[Stored data entries]
• • • • •

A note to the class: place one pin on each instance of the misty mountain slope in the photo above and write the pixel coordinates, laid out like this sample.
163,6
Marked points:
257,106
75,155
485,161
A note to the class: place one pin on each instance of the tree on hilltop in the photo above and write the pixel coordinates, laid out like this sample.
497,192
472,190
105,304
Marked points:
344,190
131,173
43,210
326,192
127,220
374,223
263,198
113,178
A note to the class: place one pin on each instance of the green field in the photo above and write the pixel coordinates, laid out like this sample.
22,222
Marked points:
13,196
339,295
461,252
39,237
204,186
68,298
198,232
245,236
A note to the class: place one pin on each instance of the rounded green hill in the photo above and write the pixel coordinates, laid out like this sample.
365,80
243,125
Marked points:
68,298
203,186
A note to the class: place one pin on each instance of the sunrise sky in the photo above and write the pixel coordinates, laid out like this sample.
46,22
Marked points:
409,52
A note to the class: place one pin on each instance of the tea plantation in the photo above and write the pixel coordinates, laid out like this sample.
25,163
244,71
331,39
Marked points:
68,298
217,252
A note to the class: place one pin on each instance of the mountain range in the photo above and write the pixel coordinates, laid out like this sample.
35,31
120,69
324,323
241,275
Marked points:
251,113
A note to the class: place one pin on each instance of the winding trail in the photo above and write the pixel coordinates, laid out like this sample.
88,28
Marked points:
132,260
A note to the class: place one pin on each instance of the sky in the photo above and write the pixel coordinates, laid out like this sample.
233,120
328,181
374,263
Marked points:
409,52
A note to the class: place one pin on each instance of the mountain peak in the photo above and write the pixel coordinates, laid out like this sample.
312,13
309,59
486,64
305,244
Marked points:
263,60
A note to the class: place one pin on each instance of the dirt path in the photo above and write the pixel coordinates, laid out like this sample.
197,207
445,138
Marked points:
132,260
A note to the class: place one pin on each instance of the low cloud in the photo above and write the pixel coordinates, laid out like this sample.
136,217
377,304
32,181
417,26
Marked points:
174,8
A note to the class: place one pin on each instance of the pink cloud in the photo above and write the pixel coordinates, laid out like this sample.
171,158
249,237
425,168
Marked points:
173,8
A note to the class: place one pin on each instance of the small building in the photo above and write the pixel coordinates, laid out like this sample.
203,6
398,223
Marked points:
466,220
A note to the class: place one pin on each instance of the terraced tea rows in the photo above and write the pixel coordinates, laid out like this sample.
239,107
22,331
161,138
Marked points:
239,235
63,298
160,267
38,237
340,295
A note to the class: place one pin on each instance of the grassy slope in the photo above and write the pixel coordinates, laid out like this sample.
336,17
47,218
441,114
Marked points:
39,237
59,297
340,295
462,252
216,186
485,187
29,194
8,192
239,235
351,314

• • • • •

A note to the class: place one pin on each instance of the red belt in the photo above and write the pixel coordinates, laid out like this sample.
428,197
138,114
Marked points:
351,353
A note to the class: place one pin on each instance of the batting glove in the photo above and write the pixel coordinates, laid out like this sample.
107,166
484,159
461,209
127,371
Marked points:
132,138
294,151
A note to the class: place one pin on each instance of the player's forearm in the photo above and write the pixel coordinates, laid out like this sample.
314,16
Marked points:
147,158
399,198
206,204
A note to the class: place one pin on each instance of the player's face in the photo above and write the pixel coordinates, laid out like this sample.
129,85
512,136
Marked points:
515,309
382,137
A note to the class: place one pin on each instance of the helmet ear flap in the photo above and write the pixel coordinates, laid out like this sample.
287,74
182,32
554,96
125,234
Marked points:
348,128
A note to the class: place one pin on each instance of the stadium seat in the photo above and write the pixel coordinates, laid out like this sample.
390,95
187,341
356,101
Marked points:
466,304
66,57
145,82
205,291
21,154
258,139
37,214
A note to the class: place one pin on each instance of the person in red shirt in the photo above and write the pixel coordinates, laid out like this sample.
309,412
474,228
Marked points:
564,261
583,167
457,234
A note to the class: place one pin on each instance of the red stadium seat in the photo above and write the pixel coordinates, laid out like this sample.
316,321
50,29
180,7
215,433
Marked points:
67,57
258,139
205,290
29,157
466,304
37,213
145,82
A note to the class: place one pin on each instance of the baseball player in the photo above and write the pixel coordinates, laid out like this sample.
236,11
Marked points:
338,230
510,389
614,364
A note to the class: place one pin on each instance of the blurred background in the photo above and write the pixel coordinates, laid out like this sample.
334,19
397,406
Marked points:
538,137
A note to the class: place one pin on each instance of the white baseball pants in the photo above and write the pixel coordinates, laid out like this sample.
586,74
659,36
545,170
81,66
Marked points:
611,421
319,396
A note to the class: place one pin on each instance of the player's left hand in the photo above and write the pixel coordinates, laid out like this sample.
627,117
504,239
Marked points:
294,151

• • • • •

• Aim of the exercise
What lines above contain "slope"? Copy them out.

• Answer to this problem
A note to the class: place one pin on each instance of the misty mountain slope in the photo above and write the pixel coordinates, laid out like this sample.
A note to the class: place one pin on each instance of the grassy slope in the photo above and write the pixel coordinates, laid out like this sample.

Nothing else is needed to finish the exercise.